[Your objective]
Below are the records to transcribe exactly; do not include any images.

┄┄┄┄┄┄┄┄┄┄

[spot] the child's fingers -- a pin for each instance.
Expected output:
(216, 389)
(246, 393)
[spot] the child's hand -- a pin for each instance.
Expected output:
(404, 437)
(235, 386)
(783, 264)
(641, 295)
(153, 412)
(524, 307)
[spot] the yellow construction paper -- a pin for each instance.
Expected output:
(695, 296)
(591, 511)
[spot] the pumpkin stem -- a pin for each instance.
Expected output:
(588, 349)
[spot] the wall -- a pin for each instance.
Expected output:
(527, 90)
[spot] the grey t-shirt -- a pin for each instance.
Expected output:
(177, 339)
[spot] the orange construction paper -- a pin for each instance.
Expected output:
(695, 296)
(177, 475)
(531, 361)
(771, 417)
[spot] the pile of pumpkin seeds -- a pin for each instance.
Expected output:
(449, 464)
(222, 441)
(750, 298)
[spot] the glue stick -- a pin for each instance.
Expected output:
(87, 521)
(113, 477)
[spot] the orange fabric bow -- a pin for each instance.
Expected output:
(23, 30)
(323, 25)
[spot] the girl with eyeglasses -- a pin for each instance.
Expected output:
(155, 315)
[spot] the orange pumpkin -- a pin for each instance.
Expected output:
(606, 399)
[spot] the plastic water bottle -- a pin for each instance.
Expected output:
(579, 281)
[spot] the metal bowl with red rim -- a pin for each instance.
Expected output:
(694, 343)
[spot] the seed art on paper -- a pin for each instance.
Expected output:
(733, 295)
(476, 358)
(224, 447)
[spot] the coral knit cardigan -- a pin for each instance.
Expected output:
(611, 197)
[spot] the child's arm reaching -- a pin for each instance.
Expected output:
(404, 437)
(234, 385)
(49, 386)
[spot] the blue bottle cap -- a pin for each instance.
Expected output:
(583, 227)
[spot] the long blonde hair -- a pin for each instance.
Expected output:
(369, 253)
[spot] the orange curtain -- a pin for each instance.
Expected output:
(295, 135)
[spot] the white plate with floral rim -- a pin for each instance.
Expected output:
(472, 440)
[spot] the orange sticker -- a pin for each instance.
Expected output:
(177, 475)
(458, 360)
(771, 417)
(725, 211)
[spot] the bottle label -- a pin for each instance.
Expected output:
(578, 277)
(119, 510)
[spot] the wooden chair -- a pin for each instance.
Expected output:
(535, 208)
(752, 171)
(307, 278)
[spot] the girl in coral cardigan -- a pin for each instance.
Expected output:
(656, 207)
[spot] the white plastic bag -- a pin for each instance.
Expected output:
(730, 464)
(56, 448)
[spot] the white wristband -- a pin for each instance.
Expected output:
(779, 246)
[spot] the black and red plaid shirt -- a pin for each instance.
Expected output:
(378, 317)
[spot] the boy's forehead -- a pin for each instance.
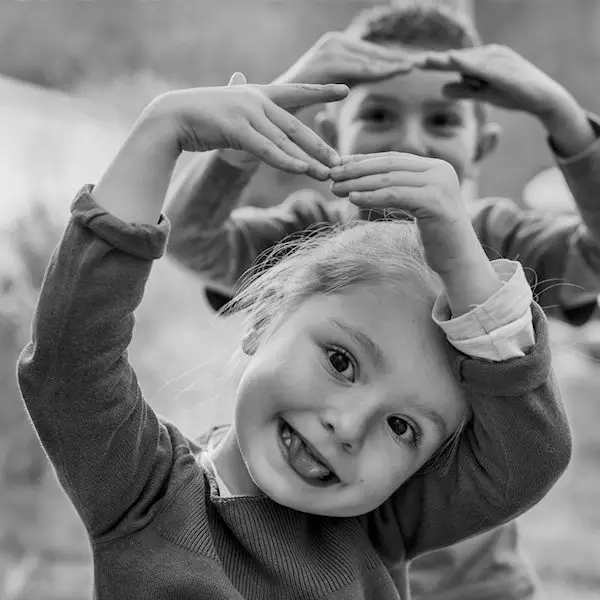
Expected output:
(416, 87)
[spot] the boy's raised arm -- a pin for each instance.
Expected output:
(562, 253)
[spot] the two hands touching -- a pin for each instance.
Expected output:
(257, 122)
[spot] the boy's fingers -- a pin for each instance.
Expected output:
(257, 144)
(297, 95)
(376, 70)
(473, 90)
(303, 136)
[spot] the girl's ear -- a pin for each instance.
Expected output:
(250, 342)
(489, 137)
(325, 126)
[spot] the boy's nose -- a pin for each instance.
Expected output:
(409, 139)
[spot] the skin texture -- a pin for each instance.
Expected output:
(367, 421)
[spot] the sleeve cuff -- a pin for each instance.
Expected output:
(144, 241)
(516, 376)
(500, 328)
(507, 305)
(593, 148)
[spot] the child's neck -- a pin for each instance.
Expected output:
(231, 467)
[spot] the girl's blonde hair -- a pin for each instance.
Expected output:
(331, 260)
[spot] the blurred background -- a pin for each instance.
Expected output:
(73, 76)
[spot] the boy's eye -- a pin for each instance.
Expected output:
(341, 362)
(404, 429)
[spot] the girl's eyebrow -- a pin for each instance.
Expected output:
(369, 347)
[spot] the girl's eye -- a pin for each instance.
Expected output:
(340, 360)
(404, 429)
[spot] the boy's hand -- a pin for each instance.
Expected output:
(338, 58)
(500, 76)
(253, 118)
(430, 191)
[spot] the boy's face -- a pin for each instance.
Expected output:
(363, 384)
(409, 113)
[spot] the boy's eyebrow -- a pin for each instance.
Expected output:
(371, 349)
(440, 102)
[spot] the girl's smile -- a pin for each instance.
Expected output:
(337, 406)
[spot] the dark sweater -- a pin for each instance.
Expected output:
(157, 526)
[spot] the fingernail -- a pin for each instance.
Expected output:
(321, 172)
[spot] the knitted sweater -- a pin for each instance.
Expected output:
(158, 528)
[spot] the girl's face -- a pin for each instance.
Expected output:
(347, 398)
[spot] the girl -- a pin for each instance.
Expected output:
(361, 438)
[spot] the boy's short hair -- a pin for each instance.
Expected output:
(423, 24)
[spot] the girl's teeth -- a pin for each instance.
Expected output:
(301, 456)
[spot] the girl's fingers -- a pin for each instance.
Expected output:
(385, 163)
(278, 137)
(255, 143)
(378, 51)
(298, 95)
(371, 183)
(400, 197)
(302, 136)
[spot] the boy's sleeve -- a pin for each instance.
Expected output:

┄┄┄┄┄┄┄┄┄┄

[Answer for the task]
[spot] the child's fingers -- a pin for each instance.
Expected output:
(216, 389)
(246, 393)
[spot] the child's hand -- a pin for each instance.
Expected output:
(404, 437)
(235, 386)
(783, 264)
(641, 295)
(153, 412)
(524, 307)
[spot] the yellow construction paper -- a pin for each instance.
Expected output:
(695, 296)
(591, 511)
[spot] the pumpkin stem -- a pin for each instance.
Expected output:
(588, 349)
[spot] the wall -- a pin for each instance.
Expected output:
(527, 90)
[spot] the grey t-shirt -- a pin for each instance.
Expected output:
(177, 339)
[spot] the orange construction paper -- a pin for each instance.
Expected output:
(695, 296)
(177, 475)
(531, 361)
(771, 417)
[spot] the pile of pumpkin seeds -- a pin for each instance.
Expected output:
(449, 464)
(222, 441)
(750, 298)
[spot] the glue stick -- a pin for each instance.
Expected output:
(87, 521)
(113, 477)
[spot] the orange fabric bow -- a pin for each instance.
Expected output:
(23, 30)
(323, 25)
[spot] the girl with eyeglasses -- a pin for each instance.
Expected output:
(155, 315)
[spot] the orange pumpkin -- a pin for each instance.
Expected output:
(606, 399)
[spot] the plastic water bottle -- a pin for each instance.
Expected output:
(579, 281)
[spot] the metal bowl with red rim -- a pin for each instance.
Expected output:
(694, 343)
[spot] the seed art on paper -- a pin for each instance.
Expected output:
(733, 295)
(476, 358)
(224, 447)
[spot] the coral knit cardigan -- a pin for each instance.
Expected output:
(611, 197)
[spot] the child's arm reaching -- a pin for each instance.
Expected output:
(404, 437)
(234, 385)
(49, 386)
[spot] the blue bottle cap -- a pin for each instance.
Expected output:
(583, 227)
[spot] the long blonde hair -- a pin for each instance.
Expected output:
(369, 253)
[spot] the orange curtain -- a pin for each instance.
Expected output:
(295, 135)
[spot] the white plate with floral rim -- a pin for each instance.
Expected output:
(472, 440)
[spot] the orange sticker -- a pin for each instance.
Expected output:
(177, 475)
(458, 360)
(771, 417)
(725, 211)
[spot] the bottle label -- a pin for each instance.
Expected output:
(578, 277)
(119, 510)
[spot] the wooden chair -- a pin for each instance.
Expected output:
(535, 208)
(752, 171)
(307, 278)
[spot] the girl in coral cardigan -- a pin for each instance.
Expected output:
(656, 207)
[spot] the white plastic bag -- a pin for each instance.
Expected output:
(730, 464)
(56, 448)
[spot] the white wristband -- a pin for each instance.
Expected output:
(779, 246)
[spot] the black and red plaid shirt -- a pin for each instance.
Expected output:
(378, 317)
[spot] the boy's forehead -- a pin for each instance.
Expected output:
(416, 87)
[spot] the boy's raised arm -- a pin for each instance.
Expected output:
(562, 253)
[spot] the two hands touching -- a pin for each instance.
Expected output:
(257, 122)
[spot] the boy's fingers -- a pin for each instance.
Expected output:
(257, 144)
(297, 95)
(376, 70)
(473, 90)
(303, 136)
[spot] the girl's ear -- a pin for each instance.
Expected output:
(250, 342)
(489, 137)
(325, 126)
[spot] the boy's nose -- a pin for each instance.
Expected output:
(409, 139)
[spot] the skin texture -- a pin for each instance.
Expected output:
(367, 421)
[spot] the sleeve cuff -- a pin for each instance.
Expected output:
(144, 241)
(516, 376)
(500, 328)
(507, 305)
(593, 148)
[spot] the child's neck -- a pin for each instance.
Expected output:
(231, 467)
[spot] the girl's blonde hair -- a pin for each instance.
Expected output:
(331, 260)
[spot] the blurred background -- a pin for each instance.
Expected output:
(73, 76)
[spot] the boy's eye -- a pin for each instance.
Expected output:
(341, 362)
(404, 429)
[spot] the girl's eyebrow -- a pin for each instance.
Expected output:
(369, 347)
[spot] the girl's eye -- a pin for each instance.
Expected output:
(340, 360)
(404, 429)
[spot] the boy's hand -- a pin for each instance.
Expected output:
(338, 58)
(500, 76)
(253, 118)
(430, 191)
[spot] the boy's face -- a pin for each instance.
Expected output:
(363, 384)
(409, 113)
[spot] the boy's eyebrow -- a pin for each instance.
Expected output:
(371, 349)
(440, 102)
[spot] the girl's smile -- a pin for each instance.
Expected output:
(337, 406)
[spot] the dark sweater -- a pin for each instance.
Expected output:
(157, 526)
[spot] the fingernail -- a pin for each instance.
Expected output:
(321, 172)
[spot] the knitted sweater -- a pin for each instance.
Expected output:
(158, 528)
[spot] the girl's face -- a pin for each instance.
Expected output:
(347, 398)
[spot] the girl -- a pin for each instance.
Expected output:
(361, 438)
[spot] the boy's short hair -- a pin for each instance.
Expected output:
(423, 24)
[spot] the girl's teeth -- a pin for each instance.
Expected output:
(301, 456)
[spot] the girl's fingers -- a pin for each instance.
Expected output:
(385, 163)
(278, 137)
(255, 143)
(378, 51)
(298, 95)
(371, 183)
(400, 197)
(302, 136)
[spot] the boy's sleeve -- a pin for each instance.
Expected output:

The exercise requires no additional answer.